Stated exercise -
Recast everything from the start of the listing below down to the line containing "pixel 586 81", including that line, as a Markdown table with the columns Row and Line, leaving out blank lines and pictures.

Raw data -
——————————

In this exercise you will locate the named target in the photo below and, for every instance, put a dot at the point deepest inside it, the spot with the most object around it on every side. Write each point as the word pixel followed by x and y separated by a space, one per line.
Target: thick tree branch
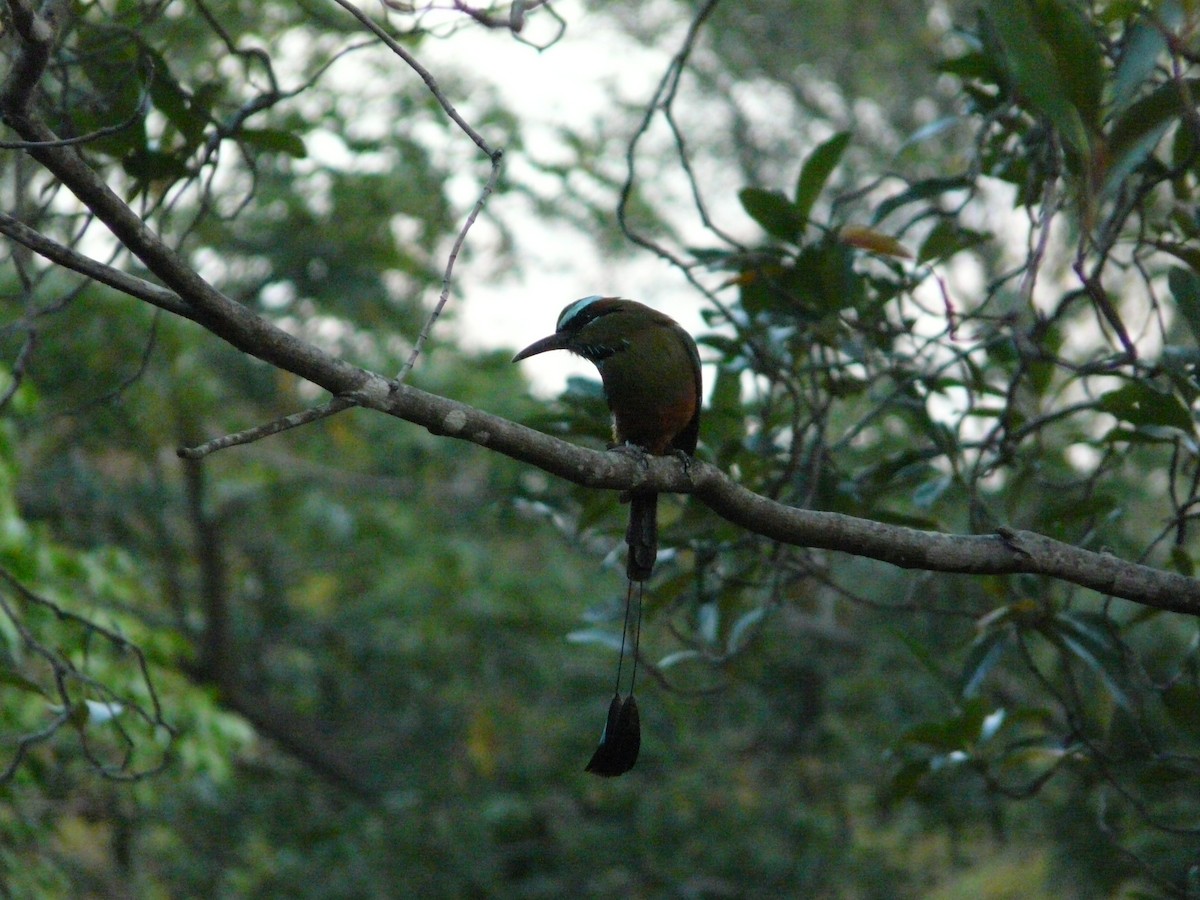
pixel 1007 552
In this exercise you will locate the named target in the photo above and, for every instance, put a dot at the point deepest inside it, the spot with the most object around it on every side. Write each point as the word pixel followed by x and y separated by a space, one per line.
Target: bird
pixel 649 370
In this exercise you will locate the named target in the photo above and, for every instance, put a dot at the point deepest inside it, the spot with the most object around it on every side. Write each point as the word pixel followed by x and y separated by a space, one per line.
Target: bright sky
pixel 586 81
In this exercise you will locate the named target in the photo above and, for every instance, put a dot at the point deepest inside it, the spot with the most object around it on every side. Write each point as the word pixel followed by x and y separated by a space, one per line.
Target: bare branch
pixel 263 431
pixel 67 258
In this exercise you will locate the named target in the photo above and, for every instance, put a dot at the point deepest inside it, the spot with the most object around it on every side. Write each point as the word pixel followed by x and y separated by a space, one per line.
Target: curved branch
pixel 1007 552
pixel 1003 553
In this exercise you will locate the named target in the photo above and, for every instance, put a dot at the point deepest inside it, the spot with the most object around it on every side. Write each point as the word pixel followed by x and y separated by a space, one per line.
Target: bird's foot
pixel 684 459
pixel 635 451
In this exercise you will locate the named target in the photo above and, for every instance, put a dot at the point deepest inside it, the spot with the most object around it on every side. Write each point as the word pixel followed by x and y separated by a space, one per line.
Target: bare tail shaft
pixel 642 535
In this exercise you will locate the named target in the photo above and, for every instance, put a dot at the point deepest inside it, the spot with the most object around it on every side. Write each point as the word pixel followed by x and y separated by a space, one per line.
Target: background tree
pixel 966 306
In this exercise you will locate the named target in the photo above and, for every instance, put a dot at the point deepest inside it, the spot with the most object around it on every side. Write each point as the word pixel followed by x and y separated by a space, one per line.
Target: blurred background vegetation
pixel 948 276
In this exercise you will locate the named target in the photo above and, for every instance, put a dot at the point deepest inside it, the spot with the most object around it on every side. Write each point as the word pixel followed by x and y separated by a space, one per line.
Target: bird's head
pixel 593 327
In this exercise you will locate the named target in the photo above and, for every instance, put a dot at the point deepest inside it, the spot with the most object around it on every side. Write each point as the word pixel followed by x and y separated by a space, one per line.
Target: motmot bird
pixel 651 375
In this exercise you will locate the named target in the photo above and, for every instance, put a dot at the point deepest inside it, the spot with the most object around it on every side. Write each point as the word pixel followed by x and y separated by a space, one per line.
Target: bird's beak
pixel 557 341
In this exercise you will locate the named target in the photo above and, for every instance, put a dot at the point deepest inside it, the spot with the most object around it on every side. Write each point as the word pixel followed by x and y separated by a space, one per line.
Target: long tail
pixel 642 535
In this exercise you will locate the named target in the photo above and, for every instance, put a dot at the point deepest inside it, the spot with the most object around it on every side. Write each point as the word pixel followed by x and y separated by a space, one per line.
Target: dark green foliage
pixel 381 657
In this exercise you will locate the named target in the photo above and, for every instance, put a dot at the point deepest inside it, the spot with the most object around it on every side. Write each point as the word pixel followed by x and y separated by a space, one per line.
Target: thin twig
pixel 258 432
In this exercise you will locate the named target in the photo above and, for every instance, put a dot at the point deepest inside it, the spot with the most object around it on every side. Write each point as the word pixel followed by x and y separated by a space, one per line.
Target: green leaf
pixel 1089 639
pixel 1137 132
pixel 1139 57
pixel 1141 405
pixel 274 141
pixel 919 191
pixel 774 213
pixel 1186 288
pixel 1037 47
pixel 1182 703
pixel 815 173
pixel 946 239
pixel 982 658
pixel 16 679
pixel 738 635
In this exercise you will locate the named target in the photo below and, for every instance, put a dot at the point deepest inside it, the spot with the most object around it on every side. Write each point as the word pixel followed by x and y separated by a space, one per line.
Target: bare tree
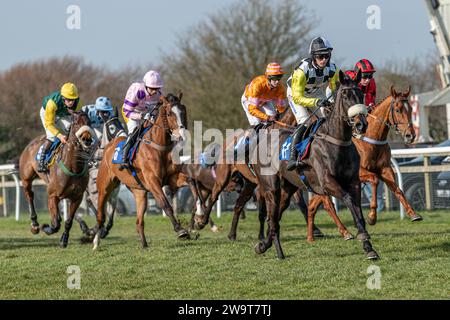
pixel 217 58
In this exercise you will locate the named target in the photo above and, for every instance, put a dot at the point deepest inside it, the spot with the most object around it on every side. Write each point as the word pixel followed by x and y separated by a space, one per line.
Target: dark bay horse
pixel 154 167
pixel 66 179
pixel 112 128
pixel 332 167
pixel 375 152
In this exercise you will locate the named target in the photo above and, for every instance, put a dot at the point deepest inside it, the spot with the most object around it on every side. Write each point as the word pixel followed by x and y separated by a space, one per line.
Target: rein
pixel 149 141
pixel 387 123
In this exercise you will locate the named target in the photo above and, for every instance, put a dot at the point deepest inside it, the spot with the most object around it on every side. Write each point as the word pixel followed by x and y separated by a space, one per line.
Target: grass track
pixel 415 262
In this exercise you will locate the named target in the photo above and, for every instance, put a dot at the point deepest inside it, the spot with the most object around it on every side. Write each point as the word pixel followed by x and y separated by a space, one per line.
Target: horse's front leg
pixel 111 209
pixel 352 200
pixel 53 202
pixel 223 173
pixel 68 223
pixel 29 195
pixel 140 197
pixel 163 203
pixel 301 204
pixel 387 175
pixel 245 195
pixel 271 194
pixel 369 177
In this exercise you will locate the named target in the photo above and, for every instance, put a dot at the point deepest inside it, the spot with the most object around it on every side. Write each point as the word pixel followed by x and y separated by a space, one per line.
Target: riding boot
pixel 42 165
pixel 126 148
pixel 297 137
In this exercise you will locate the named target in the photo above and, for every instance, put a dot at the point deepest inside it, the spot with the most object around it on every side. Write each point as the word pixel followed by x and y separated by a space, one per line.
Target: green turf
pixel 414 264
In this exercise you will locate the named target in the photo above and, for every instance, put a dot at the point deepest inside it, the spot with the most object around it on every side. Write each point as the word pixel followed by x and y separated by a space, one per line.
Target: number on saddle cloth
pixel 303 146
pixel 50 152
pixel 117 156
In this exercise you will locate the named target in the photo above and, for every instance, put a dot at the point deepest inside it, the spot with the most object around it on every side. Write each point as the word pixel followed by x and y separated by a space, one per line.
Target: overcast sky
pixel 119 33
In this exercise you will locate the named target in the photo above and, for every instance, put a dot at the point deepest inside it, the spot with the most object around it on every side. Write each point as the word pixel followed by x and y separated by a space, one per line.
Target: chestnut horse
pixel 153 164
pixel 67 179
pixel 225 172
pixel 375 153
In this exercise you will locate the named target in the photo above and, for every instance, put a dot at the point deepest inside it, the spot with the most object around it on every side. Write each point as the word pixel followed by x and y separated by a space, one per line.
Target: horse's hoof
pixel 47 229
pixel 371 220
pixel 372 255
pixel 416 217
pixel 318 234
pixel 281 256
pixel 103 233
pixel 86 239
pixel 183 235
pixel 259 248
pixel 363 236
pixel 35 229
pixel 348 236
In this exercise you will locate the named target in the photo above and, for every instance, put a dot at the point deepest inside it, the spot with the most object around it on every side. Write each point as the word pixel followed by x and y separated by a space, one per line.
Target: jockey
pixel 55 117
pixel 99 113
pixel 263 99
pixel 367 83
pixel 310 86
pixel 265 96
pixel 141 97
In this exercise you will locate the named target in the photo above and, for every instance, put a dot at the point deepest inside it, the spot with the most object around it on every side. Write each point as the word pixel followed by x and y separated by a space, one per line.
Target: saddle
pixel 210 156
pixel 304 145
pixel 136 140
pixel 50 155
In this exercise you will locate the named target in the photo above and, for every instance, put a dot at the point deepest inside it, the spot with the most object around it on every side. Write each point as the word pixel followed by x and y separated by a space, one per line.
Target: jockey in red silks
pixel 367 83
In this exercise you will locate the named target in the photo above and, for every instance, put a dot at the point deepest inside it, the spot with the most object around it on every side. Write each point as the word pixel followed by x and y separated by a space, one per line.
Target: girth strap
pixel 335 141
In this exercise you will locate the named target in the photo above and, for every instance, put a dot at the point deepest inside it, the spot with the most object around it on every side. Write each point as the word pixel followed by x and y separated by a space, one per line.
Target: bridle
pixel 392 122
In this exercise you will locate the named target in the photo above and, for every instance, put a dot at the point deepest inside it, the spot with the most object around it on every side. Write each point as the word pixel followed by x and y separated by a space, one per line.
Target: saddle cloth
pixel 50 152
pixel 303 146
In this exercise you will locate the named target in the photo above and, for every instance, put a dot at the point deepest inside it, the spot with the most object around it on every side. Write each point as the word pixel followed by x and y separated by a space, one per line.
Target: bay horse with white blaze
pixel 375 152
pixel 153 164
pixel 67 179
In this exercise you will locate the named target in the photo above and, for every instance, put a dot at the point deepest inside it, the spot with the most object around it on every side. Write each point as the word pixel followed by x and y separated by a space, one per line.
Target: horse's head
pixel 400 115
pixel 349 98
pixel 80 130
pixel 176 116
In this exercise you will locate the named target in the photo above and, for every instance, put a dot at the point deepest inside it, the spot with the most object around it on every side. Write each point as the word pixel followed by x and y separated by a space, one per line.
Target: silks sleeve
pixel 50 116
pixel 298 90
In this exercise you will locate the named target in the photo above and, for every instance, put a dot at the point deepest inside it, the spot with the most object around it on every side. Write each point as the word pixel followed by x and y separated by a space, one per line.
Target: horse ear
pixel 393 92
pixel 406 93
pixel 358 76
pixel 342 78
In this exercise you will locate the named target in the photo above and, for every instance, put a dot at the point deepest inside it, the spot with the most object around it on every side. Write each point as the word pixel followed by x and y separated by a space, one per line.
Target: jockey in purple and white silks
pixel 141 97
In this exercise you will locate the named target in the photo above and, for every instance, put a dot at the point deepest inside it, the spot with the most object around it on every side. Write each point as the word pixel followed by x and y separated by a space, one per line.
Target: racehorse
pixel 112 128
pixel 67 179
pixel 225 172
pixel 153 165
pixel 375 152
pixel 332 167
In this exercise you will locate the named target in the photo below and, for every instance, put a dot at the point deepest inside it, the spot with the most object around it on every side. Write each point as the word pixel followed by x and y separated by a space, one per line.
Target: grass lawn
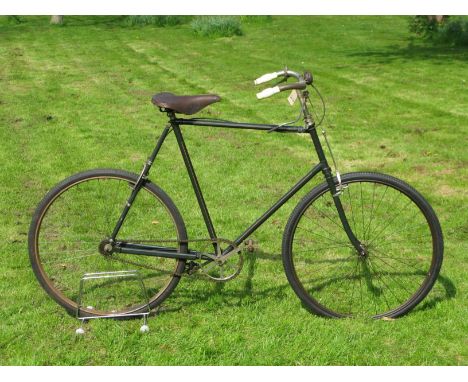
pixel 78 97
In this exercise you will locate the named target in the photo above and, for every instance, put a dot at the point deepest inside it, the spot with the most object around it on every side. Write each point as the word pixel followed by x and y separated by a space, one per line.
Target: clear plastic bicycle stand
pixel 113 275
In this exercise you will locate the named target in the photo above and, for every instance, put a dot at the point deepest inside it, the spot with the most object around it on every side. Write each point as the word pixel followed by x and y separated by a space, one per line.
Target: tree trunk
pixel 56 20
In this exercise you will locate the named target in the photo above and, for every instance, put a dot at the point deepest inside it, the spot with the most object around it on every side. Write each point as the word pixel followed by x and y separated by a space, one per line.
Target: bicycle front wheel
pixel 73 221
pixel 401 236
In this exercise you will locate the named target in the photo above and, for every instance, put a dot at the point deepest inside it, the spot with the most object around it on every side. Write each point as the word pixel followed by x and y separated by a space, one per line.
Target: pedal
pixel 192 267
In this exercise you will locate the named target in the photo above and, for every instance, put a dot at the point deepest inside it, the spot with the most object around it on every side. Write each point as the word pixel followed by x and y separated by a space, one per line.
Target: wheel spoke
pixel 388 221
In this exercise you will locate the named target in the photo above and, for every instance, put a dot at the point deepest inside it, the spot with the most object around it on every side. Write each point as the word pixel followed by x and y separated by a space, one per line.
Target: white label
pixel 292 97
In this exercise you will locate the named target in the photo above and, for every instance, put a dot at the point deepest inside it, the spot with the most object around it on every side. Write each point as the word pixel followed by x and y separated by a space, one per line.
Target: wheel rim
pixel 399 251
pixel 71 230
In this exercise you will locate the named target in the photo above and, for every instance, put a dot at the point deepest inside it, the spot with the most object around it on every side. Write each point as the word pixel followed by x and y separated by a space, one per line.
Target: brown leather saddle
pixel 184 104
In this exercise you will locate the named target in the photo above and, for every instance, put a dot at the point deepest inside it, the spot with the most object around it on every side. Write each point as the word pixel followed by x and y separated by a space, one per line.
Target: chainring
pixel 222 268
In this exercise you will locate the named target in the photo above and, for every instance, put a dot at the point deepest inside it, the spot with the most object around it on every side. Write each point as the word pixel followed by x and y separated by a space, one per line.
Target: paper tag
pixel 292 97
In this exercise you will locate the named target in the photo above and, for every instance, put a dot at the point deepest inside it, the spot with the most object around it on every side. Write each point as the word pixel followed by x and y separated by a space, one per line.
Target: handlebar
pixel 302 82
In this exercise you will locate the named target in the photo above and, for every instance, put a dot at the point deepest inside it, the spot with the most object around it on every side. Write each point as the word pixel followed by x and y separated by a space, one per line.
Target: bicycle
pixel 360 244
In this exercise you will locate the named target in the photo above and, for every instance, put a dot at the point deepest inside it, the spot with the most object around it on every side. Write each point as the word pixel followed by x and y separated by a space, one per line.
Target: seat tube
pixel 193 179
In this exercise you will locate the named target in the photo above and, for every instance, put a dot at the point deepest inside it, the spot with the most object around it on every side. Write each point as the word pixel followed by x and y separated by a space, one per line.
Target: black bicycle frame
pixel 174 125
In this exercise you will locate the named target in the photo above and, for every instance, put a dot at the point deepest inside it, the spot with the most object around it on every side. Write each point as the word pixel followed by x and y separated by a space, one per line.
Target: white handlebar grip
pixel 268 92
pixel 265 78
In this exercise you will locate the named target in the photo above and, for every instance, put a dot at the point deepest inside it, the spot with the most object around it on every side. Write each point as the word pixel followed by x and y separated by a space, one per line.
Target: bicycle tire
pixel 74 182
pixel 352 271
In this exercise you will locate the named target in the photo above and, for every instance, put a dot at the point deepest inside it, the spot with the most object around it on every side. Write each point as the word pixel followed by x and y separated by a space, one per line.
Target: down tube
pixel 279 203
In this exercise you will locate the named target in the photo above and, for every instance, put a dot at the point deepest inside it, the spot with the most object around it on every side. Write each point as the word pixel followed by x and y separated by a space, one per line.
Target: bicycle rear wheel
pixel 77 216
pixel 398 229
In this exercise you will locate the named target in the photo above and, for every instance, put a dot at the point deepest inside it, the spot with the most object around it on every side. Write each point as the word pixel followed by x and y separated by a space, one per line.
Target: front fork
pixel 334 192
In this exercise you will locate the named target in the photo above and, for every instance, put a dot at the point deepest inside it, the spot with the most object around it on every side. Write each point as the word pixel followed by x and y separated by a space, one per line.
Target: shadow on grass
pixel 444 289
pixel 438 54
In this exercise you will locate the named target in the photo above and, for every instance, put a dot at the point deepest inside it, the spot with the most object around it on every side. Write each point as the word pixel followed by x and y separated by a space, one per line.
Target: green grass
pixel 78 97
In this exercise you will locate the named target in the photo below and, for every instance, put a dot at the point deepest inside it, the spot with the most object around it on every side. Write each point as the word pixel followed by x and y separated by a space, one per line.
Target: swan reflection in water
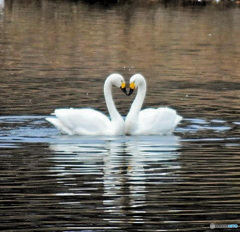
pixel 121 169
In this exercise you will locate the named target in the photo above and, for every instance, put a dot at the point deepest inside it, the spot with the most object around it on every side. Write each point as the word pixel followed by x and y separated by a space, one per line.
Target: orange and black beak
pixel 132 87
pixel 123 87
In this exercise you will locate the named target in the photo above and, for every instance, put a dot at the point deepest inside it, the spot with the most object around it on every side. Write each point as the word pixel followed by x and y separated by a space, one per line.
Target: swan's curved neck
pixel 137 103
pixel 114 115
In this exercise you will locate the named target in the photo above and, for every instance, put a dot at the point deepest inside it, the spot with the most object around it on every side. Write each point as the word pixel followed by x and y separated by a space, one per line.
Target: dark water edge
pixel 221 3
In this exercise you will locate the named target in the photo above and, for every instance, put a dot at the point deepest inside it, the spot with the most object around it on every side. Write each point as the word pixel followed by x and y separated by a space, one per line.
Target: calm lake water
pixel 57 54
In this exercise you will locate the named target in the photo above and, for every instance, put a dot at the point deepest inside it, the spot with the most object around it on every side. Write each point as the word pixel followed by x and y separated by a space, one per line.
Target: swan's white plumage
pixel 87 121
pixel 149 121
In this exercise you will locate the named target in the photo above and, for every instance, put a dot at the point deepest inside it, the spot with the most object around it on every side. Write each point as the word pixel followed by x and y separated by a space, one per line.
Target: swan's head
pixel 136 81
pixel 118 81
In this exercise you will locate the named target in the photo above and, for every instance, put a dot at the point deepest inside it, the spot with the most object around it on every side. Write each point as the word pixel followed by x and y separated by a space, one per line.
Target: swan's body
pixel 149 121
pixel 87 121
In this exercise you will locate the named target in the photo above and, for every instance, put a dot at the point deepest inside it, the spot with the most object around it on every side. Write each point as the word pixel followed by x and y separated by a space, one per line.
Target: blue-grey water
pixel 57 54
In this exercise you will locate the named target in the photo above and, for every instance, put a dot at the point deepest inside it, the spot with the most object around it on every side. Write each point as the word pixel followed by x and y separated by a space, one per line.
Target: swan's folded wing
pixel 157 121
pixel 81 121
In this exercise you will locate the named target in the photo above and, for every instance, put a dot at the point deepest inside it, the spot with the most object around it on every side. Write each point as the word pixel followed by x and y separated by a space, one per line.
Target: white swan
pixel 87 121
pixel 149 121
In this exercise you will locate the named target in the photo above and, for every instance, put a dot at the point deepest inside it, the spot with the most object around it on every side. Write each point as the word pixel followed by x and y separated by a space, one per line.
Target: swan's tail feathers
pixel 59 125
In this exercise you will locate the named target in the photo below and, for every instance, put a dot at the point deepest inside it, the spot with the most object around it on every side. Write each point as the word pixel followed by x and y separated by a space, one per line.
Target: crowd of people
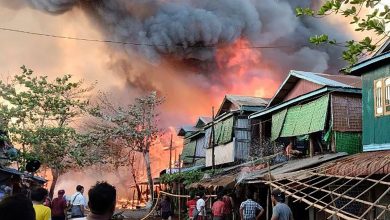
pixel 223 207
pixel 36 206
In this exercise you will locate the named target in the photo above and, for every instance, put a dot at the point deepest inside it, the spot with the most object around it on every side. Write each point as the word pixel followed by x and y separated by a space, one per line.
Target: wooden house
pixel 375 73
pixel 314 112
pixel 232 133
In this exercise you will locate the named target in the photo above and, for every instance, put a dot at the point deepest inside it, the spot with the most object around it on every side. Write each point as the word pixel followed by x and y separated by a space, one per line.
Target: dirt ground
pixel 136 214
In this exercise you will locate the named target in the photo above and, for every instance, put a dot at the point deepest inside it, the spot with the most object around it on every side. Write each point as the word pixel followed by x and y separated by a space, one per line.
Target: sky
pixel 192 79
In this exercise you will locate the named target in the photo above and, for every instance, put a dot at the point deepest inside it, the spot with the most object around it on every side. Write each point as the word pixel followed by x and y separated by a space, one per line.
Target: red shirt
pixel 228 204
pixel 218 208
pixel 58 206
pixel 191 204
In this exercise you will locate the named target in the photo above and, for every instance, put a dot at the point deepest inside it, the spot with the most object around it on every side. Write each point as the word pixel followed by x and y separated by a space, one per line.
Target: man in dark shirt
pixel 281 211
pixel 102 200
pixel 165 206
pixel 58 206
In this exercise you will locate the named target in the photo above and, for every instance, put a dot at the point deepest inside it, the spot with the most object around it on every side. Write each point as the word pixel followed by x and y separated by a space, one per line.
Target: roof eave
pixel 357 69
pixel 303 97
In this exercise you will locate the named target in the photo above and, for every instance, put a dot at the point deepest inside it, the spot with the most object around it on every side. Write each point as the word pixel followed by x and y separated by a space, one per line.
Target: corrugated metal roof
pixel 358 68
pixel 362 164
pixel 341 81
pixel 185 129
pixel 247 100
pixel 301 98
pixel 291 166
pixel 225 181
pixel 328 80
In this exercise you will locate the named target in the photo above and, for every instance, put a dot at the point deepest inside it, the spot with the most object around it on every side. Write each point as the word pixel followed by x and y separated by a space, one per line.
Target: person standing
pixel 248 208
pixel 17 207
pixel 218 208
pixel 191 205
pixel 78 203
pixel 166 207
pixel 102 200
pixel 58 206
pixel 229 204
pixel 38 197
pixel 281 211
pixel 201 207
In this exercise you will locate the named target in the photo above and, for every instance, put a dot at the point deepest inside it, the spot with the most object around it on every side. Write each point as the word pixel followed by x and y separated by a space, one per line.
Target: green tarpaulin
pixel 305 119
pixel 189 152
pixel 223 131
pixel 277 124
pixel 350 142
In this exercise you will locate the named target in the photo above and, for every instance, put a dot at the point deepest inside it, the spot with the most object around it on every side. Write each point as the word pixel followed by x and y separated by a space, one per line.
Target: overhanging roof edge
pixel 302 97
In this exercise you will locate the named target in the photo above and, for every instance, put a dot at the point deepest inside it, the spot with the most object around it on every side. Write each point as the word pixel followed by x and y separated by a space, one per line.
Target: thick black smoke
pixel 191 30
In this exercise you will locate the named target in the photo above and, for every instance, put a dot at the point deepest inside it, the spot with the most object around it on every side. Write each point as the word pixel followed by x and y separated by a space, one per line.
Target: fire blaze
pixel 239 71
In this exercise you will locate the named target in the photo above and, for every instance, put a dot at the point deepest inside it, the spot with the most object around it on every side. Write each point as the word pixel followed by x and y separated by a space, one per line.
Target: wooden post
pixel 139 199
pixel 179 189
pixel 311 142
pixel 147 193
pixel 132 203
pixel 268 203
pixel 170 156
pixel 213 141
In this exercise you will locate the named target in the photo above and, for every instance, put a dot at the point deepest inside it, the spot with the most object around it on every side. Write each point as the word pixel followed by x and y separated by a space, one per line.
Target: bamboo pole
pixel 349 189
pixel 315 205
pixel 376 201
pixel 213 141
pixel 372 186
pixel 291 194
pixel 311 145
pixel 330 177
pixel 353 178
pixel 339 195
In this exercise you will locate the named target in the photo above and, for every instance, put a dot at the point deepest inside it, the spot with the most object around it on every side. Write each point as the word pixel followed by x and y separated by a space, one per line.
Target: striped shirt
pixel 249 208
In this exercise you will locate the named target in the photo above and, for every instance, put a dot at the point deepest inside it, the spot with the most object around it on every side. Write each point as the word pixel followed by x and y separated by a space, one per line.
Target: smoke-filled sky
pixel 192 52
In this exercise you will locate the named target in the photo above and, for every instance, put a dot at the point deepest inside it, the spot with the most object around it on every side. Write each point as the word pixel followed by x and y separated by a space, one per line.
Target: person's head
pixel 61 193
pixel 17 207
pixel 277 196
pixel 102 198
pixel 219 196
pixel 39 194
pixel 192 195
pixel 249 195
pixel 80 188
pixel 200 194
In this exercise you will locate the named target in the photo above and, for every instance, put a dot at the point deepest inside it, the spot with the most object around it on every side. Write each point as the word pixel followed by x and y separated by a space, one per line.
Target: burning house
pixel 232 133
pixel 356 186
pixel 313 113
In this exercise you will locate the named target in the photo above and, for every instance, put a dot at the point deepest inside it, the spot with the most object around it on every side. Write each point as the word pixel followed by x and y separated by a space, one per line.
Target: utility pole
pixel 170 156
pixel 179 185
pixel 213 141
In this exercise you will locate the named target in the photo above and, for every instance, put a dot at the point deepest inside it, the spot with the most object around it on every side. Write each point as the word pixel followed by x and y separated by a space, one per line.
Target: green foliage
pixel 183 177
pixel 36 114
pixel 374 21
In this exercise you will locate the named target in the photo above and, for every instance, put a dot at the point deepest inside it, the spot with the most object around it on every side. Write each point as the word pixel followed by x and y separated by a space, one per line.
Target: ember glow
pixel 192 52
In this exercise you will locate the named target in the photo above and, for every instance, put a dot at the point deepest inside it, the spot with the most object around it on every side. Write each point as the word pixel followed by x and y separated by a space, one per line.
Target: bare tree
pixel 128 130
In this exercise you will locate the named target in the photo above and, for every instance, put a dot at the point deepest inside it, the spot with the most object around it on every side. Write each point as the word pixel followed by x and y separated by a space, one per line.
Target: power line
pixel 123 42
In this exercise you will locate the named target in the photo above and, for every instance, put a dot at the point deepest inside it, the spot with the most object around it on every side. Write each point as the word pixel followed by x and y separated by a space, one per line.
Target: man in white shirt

——————————

Final answer -
| Row | Line |
|---|---|
| 1 | In this exercise you will locate the named target in the photo below and, for every instance, put a dot at the point deepest inside it, the spot with the most object around it on every side. Write each point as the word pixel followed by x and y separated by a space, one per line. |
| 2 | Target: thick tree branch |
| 3 | pixel 1007 552 |
| 4 | In this exercise you will locate the named target in the photo above and, for every instance, put a dot at the point deepest inside it, the spot with the most object around it on every side. Write each point as the word pixel followed by x and y separated by a space, one per line. |
| 5 | Target: bird |
| 6 | pixel 649 370 |
| 7 | In this exercise you will locate the named target in the photo above and, for every instance, put a dot at the point deepest inside it, the spot with the most object around it on every side. Write each point as the word pixel followed by x and y separated by a space, one per line. |
| 8 | Target: bright sky |
| 9 | pixel 586 81 |